▸ **The problem**:
Copy the earnings call transcript excerpt below word for word, in full.

▸ **Text excerpt**:
________

And that is something you mentioned should be more visible from the third quarter onwards, right?

A
Akshat Seth
executive

That is correct.

N
Nikhil Gada
analyst

Understood. Sir, and just one clarification. When you mentioned that we have EUR 75 million of orders in the pipeline. Is this something which is executable in this particular year? And can you also highlight the margins that you do in the commercial business versus the retail at a gross margin level as well?

A
Akshat Seth
executive

So again, I'm clarifying and that's why I was hesitant sharing that number. This is the pipeline for -- this is a lead pipeline. It has to be converted into orders and then those orders have to be serviced, okay? We are hopeful that a fair chunk of that gets translated, but you would apply the normal ratios of win ratio from leads to order. For those that get converted into orders, given we are sitting at the start of Q2, there is a fair chance that a lot of those will get converted to revenue this year. That said, we will also continuously keep adding to the lead pipeline as we go on.

In terms of profitability, in the long run at steady state, commercial should be more remunerative than the segments that we play in. But given we are entering that segment in many new geographies, we would hope to be at least at par with our current margin structure and gross margin in those commercial -- with those commercial customers.

N
Nikhil Gada
analyst

Got it, sir. Sir, just one question on the long-term aspiration in Parador where you are talking about if I just convert in India around INR 4,000 crores to INR 4,500 crores of visibility in revenue over the next 5 years. When we look at that number, we are talking about a CAGR growth of somewhere around 25%, which is definitely quite optimistic. So if you can highlight when you want to achieve those kind of revenues, which are the geographies, if you can break it up for us, how much would come from Europe, North America, Asia. That would be useful.

________

Object point labels
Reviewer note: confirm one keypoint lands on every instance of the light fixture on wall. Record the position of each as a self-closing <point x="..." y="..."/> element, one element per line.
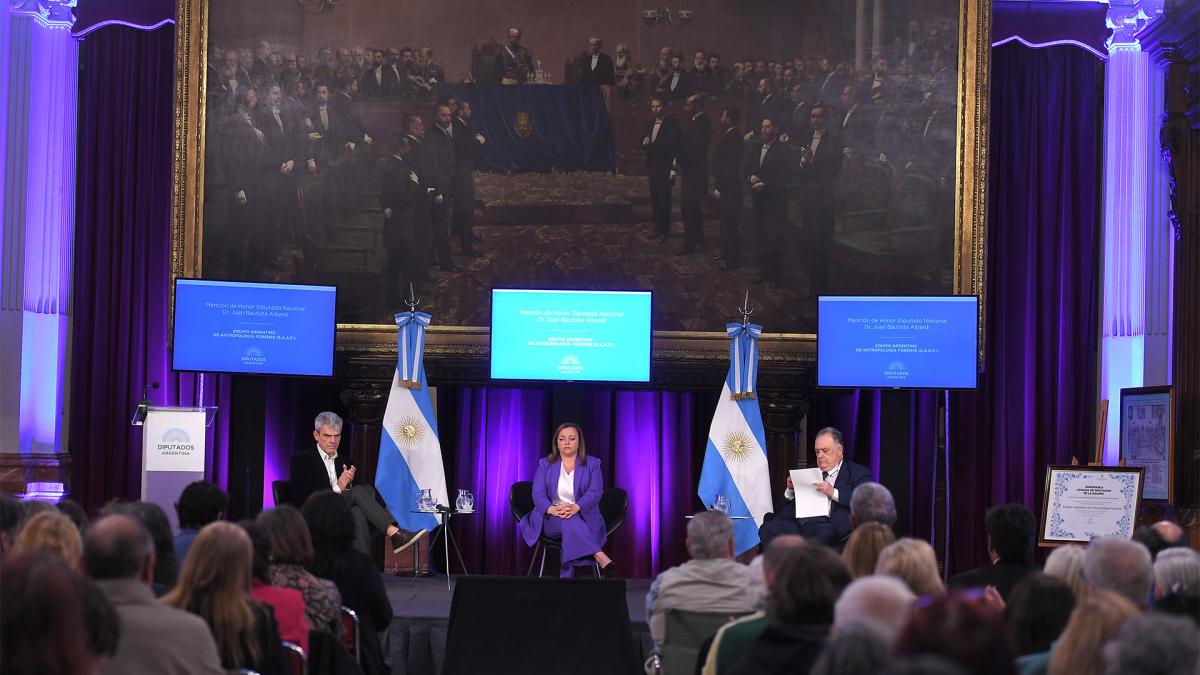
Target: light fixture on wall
<point x="667" y="15"/>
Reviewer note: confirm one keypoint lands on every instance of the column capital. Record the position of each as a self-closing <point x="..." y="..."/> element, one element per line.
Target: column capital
<point x="49" y="13"/>
<point x="1127" y="18"/>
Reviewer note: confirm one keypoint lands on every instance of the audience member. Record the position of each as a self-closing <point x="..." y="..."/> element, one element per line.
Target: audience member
<point x="155" y="638"/>
<point x="912" y="561"/>
<point x="72" y="509"/>
<point x="291" y="555"/>
<point x="1067" y="563"/>
<point x="1120" y="566"/>
<point x="873" y="502"/>
<point x="199" y="503"/>
<point x="862" y="551"/>
<point x="53" y="533"/>
<point x="711" y="581"/>
<point x="155" y="521"/>
<point x="735" y="638"/>
<point x="881" y="603"/>
<point x="853" y="649"/>
<point x="1011" y="533"/>
<point x="1177" y="583"/>
<point x="965" y="628"/>
<point x="42" y="617"/>
<point x="799" y="613"/>
<point x="10" y="521"/>
<point x="330" y="524"/>
<point x="1095" y="621"/>
<point x="1153" y="645"/>
<point x="287" y="603"/>
<point x="215" y="585"/>
<point x="1037" y="611"/>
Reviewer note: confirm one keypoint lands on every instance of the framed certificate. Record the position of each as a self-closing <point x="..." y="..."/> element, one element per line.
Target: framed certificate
<point x="1085" y="502"/>
<point x="1147" y="437"/>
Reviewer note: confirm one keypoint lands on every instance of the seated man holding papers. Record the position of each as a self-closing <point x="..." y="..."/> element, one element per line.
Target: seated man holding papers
<point x="820" y="497"/>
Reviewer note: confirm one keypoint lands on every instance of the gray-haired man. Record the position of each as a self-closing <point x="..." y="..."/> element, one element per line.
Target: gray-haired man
<point x="322" y="469"/>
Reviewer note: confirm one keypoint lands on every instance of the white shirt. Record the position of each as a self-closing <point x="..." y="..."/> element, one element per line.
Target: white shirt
<point x="330" y="469"/>
<point x="565" y="484"/>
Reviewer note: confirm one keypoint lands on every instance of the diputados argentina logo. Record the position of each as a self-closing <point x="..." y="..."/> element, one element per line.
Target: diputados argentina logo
<point x="175" y="442"/>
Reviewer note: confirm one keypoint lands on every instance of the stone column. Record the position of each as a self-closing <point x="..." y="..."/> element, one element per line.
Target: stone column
<point x="39" y="87"/>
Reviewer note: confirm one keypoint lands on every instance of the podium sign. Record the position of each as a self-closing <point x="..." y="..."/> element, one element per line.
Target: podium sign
<point x="173" y="453"/>
<point x="173" y="440"/>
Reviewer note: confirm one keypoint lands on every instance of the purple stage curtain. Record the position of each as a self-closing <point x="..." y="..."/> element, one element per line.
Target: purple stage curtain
<point x="123" y="263"/>
<point x="651" y="443"/>
<point x="1035" y="404"/>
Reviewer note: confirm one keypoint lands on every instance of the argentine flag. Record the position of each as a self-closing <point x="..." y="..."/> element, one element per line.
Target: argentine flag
<point x="736" y="459"/>
<point x="409" y="452"/>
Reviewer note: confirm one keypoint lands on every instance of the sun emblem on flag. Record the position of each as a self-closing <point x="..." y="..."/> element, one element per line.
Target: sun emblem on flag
<point x="409" y="431"/>
<point x="737" y="446"/>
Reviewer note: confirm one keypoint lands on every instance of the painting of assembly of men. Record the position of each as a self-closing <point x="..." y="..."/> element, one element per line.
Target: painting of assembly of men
<point x="775" y="148"/>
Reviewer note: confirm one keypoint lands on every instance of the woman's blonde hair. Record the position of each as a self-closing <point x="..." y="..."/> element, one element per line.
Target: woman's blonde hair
<point x="54" y="533"/>
<point x="215" y="585"/>
<point x="1067" y="563"/>
<point x="553" y="443"/>
<point x="913" y="562"/>
<point x="1095" y="621"/>
<point x="864" y="547"/>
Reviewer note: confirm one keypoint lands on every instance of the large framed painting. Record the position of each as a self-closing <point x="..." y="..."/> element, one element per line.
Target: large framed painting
<point x="785" y="149"/>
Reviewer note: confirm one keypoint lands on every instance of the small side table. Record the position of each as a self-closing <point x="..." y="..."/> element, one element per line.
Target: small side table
<point x="447" y="538"/>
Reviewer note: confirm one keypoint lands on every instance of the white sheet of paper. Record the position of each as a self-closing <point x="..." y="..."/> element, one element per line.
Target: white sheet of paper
<point x="809" y="503"/>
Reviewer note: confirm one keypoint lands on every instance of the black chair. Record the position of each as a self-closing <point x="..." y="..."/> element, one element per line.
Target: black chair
<point x="281" y="490"/>
<point x="613" y="508"/>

________

▸ **Worked solution**:
And that is something you mentioned should be more visible from the third quarter onwards, right?

A
Akshat Seth
executive

That is correct.

N
Nikhil Gada
analyst

Understood. Sir, and just one clarification. When you mentioned that we have EUR 75 million of orders in the pipeline. Is this something which is executable in this particular year? And can you also highlight the margins that you do in the commercial business versus the retail at a gross margin level as well?

A
Akshat Seth
executive

So again, I'm clarifying and that's why I was hesitant sharing that number. This is the pipeline for -- this is a lead pipeline. It has to be converted into orders and then those orders have to be serviced, okay? We are hopeful that a fair chunk of that gets translated, but you would apply the normal ratios of win ratio from leads to order. For those that get converted into orders, given we are sitting at the start of Q2, there is a fair chance that a lot of those will get converted to revenue this year. That said, we will also continuously keep adding to the lead pipeline as we go on.

In terms of profitability, in the long run at steady state, commercial should be more remunerative than the segments that we play in. But given we are entering that segment in many new geographies, we would hope to be at least at par with our current margin structure and gross margin in those commercial -- with those commercial customers.

N
Nikhil Gada
analyst

Got it, sir. Sir, just one question on the long-term aspiration in Parador where you are talking about if I just convert in India around INR 4,000 crores to INR 4,500 crores of visibility in revenue over the next 5 years. When we look at that number, we are talking about a CAGR growth of somewhere around 25%, which is definitely quite optimistic. So if you can highlight when you want to achieve those kind of revenues, which are the geographies, if you can break it up for us, how much would come from Europe, North America, Asia. That would be useful.